### DATA SUPPLIED ###

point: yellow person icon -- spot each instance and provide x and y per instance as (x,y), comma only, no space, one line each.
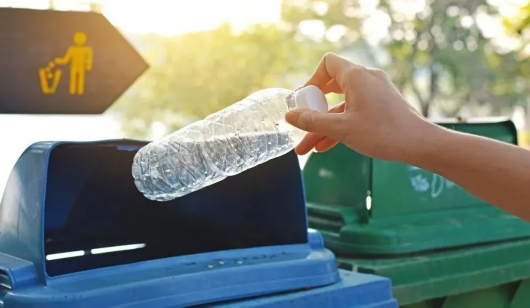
(80,58)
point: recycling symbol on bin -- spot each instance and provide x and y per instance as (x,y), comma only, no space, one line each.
(426,182)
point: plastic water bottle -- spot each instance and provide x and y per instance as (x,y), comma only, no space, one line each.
(241,136)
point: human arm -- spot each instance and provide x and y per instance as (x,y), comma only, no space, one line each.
(375,120)
(89,58)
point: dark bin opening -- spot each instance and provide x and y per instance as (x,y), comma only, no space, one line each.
(95,217)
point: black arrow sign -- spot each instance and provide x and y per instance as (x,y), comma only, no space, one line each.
(54,62)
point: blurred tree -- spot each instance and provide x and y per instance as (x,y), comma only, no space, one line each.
(435,50)
(196,74)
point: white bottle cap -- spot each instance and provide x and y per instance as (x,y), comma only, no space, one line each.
(311,97)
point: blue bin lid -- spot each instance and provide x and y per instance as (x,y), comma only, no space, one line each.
(75,232)
(353,291)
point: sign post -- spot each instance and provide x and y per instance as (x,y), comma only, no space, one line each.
(57,62)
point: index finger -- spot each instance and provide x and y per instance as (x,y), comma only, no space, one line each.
(330,73)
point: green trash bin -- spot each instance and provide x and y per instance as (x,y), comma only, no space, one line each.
(440,246)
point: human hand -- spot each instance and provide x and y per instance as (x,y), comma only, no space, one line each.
(374,120)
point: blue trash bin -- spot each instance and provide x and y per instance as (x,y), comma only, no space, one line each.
(75,232)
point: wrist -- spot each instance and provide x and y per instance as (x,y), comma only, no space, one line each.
(426,144)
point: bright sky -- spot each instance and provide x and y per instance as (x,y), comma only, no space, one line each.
(169,17)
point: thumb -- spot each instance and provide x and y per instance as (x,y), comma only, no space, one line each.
(321,123)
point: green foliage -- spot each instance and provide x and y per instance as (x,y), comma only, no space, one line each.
(196,74)
(436,52)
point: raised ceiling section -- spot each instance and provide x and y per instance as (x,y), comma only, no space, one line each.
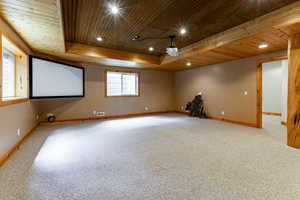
(157,18)
(38,22)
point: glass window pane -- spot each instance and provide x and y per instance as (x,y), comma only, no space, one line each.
(129,84)
(122,84)
(114,82)
(8,76)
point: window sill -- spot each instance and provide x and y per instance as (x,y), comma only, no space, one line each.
(122,96)
(12,100)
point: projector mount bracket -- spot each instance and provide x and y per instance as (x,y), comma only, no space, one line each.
(172,50)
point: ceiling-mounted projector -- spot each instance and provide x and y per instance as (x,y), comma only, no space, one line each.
(171,51)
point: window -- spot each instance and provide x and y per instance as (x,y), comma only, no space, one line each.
(14,73)
(120,84)
(8,72)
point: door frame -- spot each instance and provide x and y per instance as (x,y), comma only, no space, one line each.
(259,97)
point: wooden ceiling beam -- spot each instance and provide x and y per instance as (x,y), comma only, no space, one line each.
(278,19)
(105,53)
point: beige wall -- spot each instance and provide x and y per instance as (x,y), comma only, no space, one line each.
(156,93)
(12,117)
(18,116)
(223,87)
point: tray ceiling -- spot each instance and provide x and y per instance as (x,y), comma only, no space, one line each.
(84,22)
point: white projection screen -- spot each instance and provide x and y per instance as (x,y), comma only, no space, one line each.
(49,79)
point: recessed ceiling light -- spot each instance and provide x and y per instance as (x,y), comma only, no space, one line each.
(100,39)
(183,31)
(151,49)
(263,46)
(114,9)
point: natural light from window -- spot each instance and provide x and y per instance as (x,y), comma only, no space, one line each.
(122,83)
(8,78)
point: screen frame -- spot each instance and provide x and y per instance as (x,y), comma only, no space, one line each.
(53,97)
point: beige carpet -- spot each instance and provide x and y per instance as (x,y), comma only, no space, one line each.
(163,157)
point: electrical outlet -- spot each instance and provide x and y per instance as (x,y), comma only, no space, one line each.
(18,132)
(100,114)
(49,115)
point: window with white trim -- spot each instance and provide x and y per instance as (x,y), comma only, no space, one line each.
(14,72)
(8,74)
(120,84)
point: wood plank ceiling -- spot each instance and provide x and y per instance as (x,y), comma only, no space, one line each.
(157,18)
(38,22)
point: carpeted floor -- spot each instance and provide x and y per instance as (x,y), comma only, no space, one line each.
(163,157)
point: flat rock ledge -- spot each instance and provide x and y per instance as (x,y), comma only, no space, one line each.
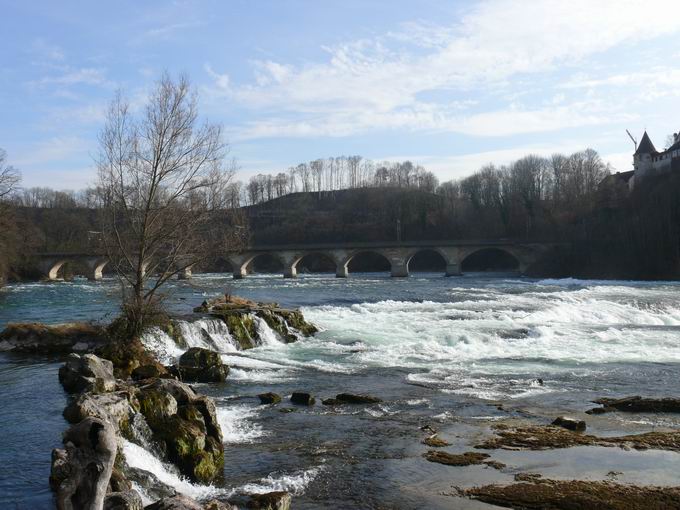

###

*WHAT IS BEING ASKED*: Please gather every line in the entries above that contains the string "trash" and list each one.

*SOLUTION BELOW*:
point: green trash bin -- spot each instance and provide x and y per instance as (x,y), comma only, no space, one line each.
point: blue trash bin -- spot each instance and provide x and y per instance as (x,y), comma only, no space, one line each.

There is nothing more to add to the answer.